Starting with the line that contains "Every instance of the european parliament", set down each line through the end of the entries below, exactly and with nothing added.

>> Start

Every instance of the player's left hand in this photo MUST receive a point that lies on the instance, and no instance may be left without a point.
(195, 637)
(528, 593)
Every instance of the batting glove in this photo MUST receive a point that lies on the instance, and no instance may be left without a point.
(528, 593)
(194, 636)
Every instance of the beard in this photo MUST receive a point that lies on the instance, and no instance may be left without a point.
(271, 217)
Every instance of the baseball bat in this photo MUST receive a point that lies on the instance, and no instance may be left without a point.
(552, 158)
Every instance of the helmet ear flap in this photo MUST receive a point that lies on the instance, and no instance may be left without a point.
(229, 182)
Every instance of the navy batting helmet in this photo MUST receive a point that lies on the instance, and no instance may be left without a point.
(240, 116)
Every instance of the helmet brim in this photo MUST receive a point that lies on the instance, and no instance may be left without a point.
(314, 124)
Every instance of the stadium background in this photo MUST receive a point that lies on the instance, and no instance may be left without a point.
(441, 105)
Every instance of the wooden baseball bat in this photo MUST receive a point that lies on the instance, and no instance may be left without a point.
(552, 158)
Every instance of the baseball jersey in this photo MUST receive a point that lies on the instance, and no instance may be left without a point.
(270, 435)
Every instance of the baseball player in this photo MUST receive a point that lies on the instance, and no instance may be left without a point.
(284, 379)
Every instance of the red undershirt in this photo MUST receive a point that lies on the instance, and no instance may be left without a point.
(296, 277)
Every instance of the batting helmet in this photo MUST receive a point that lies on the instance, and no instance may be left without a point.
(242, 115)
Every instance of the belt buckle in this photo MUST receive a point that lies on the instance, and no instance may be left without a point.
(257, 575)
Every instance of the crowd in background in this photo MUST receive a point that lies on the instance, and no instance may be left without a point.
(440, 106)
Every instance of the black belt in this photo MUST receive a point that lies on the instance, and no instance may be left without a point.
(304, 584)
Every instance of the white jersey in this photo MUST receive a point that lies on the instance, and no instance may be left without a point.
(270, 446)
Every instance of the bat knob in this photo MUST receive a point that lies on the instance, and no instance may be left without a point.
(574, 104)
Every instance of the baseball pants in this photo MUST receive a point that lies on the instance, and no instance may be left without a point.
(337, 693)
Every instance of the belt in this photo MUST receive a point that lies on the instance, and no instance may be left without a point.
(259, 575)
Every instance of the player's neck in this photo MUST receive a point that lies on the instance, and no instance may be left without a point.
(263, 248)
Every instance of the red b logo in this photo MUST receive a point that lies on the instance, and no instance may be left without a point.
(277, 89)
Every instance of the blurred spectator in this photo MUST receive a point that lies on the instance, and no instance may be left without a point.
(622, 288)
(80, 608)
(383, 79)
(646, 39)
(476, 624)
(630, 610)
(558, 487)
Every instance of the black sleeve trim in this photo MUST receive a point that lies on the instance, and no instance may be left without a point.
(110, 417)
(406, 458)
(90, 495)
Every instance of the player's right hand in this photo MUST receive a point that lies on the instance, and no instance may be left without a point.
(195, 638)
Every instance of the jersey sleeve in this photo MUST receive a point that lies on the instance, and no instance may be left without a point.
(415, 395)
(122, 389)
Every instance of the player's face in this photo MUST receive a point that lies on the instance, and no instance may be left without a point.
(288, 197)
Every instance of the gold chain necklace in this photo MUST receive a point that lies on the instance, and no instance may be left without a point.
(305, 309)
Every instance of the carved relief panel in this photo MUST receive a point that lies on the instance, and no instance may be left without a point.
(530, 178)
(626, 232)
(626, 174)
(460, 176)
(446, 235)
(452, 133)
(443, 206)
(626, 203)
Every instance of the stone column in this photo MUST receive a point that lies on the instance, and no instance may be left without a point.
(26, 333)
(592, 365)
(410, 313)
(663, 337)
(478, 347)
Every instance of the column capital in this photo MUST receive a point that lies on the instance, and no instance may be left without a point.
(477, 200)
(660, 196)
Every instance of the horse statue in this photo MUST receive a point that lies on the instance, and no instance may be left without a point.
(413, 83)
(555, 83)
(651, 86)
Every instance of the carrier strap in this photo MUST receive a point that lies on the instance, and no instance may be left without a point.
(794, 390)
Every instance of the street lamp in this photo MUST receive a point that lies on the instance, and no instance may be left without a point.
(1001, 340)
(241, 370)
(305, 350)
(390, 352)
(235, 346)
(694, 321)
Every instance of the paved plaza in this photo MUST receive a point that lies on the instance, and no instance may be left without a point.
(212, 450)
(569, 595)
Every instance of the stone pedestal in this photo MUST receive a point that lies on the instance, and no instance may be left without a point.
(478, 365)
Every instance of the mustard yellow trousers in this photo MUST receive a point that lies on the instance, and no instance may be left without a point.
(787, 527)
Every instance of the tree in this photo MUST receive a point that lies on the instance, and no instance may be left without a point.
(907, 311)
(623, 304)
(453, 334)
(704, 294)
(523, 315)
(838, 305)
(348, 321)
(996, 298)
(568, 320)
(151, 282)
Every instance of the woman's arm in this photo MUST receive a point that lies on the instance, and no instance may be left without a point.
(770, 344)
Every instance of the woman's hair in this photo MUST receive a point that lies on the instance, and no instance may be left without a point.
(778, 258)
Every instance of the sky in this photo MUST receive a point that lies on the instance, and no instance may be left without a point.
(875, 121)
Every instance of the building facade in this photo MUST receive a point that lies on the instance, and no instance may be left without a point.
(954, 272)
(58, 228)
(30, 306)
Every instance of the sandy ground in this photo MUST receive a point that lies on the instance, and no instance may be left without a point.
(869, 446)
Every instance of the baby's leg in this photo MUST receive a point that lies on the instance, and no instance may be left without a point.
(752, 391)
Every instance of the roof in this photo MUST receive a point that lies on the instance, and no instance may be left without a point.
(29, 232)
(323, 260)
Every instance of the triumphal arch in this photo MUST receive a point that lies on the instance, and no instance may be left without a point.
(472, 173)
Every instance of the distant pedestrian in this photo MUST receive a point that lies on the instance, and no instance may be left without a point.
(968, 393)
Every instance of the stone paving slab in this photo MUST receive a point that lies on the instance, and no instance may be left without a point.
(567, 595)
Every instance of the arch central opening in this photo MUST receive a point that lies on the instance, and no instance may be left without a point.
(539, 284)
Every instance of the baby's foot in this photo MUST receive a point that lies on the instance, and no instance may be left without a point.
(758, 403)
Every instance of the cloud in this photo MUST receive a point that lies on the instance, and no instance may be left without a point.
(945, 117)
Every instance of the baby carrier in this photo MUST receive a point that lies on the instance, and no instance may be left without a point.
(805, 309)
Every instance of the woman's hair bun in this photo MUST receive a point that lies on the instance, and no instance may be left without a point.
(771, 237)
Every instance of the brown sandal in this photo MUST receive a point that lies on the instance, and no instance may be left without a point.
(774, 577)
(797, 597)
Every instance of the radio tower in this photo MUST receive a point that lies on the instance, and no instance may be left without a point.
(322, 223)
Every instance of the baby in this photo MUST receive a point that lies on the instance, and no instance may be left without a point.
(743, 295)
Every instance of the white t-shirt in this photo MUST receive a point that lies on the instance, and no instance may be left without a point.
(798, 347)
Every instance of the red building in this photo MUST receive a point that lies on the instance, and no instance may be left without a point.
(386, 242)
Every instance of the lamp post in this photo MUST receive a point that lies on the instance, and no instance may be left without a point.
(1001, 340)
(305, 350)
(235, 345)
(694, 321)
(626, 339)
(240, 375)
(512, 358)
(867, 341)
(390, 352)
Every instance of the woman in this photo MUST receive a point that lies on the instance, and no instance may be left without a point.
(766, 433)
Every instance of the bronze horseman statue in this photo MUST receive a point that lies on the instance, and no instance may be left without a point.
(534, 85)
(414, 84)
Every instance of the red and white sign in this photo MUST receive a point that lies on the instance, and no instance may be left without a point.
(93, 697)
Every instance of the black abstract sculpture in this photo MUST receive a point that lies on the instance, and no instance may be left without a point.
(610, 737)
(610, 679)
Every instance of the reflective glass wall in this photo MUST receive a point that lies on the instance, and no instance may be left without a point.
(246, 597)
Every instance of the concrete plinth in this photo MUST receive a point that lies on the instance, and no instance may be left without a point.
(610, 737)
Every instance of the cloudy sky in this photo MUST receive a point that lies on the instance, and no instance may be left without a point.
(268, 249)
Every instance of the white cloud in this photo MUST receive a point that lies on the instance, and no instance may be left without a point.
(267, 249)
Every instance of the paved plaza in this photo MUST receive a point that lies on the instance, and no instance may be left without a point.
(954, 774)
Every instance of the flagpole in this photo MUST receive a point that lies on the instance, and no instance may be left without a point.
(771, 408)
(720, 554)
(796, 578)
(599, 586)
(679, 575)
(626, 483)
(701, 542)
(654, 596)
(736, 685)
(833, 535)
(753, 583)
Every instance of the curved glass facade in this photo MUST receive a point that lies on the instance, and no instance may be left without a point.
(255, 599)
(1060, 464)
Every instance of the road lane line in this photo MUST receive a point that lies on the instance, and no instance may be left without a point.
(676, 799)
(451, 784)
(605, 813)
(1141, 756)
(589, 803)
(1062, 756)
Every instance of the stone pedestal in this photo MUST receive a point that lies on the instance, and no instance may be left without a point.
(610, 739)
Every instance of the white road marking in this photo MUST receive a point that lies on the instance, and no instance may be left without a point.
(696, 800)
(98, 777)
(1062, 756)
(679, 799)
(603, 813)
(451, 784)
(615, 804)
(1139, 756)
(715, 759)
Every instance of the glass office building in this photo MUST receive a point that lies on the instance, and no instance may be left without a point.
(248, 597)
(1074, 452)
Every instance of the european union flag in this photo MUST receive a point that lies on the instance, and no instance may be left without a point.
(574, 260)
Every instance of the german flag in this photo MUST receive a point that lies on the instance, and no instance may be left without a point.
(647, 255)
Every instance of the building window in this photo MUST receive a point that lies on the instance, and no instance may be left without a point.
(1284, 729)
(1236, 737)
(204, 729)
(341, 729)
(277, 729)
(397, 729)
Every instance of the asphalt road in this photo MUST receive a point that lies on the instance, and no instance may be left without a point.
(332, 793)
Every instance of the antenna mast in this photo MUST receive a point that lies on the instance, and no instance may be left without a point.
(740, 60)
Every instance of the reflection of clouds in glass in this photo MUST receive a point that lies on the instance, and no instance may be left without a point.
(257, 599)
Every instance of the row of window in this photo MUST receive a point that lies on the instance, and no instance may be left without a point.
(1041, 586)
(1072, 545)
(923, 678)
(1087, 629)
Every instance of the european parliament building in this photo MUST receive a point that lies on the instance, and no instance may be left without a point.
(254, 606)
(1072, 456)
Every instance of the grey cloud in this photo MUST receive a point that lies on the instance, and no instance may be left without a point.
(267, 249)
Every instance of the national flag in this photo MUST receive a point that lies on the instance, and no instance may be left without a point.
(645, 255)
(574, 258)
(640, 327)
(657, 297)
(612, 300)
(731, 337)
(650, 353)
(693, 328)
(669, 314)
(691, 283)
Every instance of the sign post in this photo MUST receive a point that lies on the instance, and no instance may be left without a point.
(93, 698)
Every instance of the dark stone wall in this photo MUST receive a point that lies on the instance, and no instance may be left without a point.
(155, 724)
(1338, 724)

>> End

» **Task answer**
Every instance of the european parliament building in this photo MUST receive a point that lies on the instance, and no instance may be left without a point.
(254, 606)
(1072, 456)
Every instance of the grey cloud in this photo MUST receive a point that lies on the instance, and no instance may be left without a point.
(267, 249)
Every instance of the national flag in this photo MUST receive a point that lies on the instance, and no instance may be left without a point.
(645, 255)
(574, 258)
(640, 327)
(657, 297)
(612, 300)
(731, 337)
(650, 353)
(693, 328)
(669, 314)
(691, 283)
Every instance of the sign post in this photo MUST receive a point that lies on the instance, and no instance may be left without a point.
(93, 698)
Every instance of the dark stone wall in this photo MUST receive a point that lies on the instance, and no instance may be left without a point.
(155, 724)
(1338, 724)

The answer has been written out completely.